The Stampede supercomputer has 14 petabytes of high-speed internal storage, which researchers can use to simultaneously process massive amounts of independent data on multiple processors,

Credit: Philipp Moesta/TAPIR/California Institute of Technology

The Stampede supercomputer went into operation at the Texas Advanced Computing Center (TACC) in January 2013, enabling researchers to access cutting-edge computational resources, data, and expertise to further their research across scientific disciplines. Approximately 3,400 researchers from 350 institutions computed on the system in its first year, working on 1,700 distinct projects.

"The results that researchers have achieved in Stampede's first year are a testimony to the system design and its appropriateness for the community," says the U.S. National Science Foundation's Irene Qualters.

Stampede's diverse resources also can be used to explore research in fields too complex to describe with equations, such as genomics, neuroscience, and the humanities.

Stampede has 14 petabytes of high-speed internal storage, which researchers can use to simultaneously process massive amounts of independent data on multiple processors, reducing the time needed for the data analysis or computation.

"The Stampede environment provides data researchers with a single system that can easily overcome most of the technological hurdles they face today, allowing them to focus purely on discovering results from their data-driven research," says TACC's Niall Gaffney.

Actions to take
**1.** Answer these questions from the passage on the Stampede supercomputer, marking each answer with its letter:
(a) When did Stampede go into operation?
(b) About how many researchers computed on the system in its first year?
(c) How much high-speed internal storage does Stampede have?
**2.** List every person named in the passage on the Stampede supercomputer.
The extracted records are not needed for this work.

[Extracted records]

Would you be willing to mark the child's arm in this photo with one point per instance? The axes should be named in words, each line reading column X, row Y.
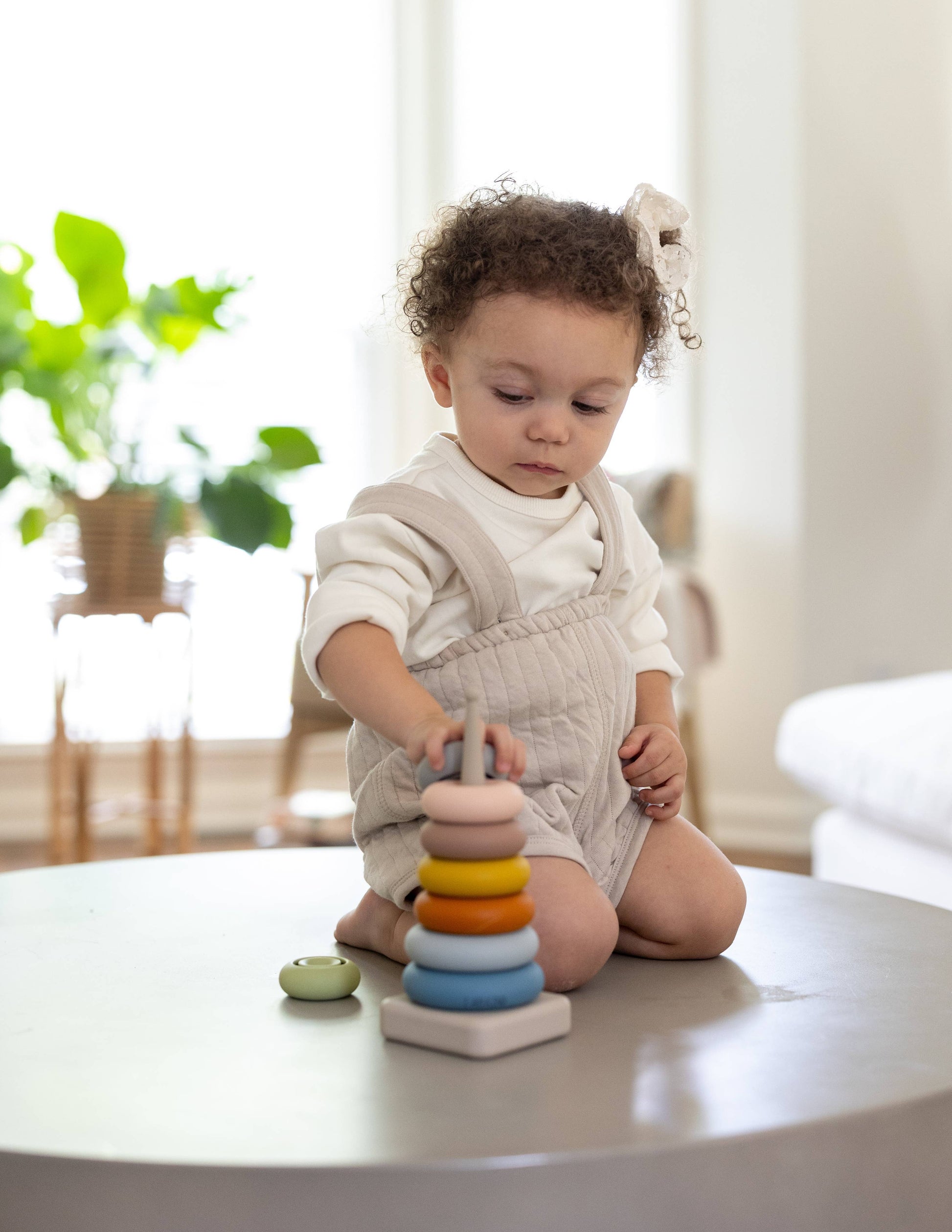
column 363, row 667
column 660, row 767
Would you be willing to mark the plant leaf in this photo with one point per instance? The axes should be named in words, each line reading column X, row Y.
column 200, row 303
column 239, row 512
column 291, row 449
column 32, row 524
column 56, row 348
column 15, row 295
column 180, row 332
column 9, row 470
column 185, row 435
column 281, row 523
column 94, row 255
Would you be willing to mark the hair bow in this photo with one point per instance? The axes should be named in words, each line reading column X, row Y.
column 649, row 212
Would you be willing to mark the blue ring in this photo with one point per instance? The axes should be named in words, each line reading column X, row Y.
column 453, row 952
column 473, row 990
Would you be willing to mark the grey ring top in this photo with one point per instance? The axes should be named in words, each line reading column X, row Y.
column 142, row 1021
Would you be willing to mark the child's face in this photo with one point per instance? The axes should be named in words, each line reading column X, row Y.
column 537, row 387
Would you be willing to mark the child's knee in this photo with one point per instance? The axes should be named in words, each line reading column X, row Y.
column 574, row 945
column 715, row 927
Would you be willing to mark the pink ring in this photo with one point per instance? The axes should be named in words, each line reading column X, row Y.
column 456, row 802
column 494, row 842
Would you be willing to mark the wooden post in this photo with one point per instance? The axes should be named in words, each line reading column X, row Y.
column 82, row 779
column 154, row 795
column 58, row 754
column 186, row 778
column 695, row 774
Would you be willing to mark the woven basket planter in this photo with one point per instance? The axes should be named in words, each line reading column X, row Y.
column 125, row 557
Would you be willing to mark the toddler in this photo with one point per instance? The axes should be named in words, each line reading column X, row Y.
column 501, row 558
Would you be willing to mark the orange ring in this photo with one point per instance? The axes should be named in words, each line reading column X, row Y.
column 473, row 916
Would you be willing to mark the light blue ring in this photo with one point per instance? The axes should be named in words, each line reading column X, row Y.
column 451, row 952
column 473, row 990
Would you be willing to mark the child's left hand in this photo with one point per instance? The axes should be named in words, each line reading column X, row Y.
column 659, row 768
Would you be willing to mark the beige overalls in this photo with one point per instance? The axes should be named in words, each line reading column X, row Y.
column 562, row 681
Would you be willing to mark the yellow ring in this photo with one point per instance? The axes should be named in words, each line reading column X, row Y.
column 475, row 879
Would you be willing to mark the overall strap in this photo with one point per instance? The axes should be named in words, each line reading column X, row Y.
column 473, row 552
column 598, row 492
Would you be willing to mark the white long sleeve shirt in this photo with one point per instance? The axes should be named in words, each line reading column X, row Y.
column 374, row 569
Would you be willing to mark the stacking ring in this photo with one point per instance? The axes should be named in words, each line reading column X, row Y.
column 473, row 990
column 322, row 978
column 443, row 952
column 493, row 842
column 473, row 916
column 475, row 879
column 458, row 802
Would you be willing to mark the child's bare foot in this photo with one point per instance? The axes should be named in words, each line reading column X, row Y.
column 376, row 924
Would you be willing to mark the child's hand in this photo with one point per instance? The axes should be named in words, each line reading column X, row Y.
column 659, row 768
column 429, row 736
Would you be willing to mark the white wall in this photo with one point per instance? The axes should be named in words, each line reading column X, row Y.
column 824, row 435
column 879, row 322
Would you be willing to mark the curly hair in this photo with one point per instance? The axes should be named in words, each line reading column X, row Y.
column 510, row 238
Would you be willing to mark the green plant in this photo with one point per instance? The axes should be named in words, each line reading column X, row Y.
column 77, row 371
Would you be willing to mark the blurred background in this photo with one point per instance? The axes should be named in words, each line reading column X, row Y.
column 285, row 158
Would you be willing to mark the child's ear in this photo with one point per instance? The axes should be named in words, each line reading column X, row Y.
column 437, row 375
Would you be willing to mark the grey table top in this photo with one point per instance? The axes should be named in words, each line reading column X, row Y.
column 141, row 1019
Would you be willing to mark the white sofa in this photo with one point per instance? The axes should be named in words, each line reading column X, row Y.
column 882, row 754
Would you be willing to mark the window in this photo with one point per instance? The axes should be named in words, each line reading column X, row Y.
column 265, row 143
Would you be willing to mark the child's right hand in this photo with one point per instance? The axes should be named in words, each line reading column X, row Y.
column 429, row 736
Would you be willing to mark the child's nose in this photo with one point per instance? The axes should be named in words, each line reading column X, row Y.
column 548, row 424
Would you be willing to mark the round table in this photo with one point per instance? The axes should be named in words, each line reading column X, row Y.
column 154, row 1077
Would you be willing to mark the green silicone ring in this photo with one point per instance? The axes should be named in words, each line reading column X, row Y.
column 322, row 978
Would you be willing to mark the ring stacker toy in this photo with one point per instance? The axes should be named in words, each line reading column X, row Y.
column 320, row 978
column 472, row 986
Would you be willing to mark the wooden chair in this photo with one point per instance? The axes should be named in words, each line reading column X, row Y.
column 664, row 503
column 121, row 562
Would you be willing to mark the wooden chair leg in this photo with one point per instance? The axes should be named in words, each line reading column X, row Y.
column 186, row 779
column 154, row 795
column 58, row 758
column 82, row 762
column 290, row 758
column 695, row 772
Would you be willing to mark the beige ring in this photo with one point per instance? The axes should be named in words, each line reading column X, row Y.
column 457, row 802
column 494, row 842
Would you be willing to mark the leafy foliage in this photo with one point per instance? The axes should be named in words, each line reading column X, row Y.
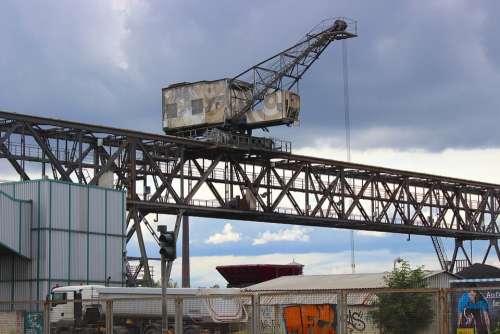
column 403, row 312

Written answers
**1.**
(a) January 2013
(b) Approximately 3,400
(c) 14 petabytes

**2.**
Philipp Moesta
Irene Qualters
Niall Gaffney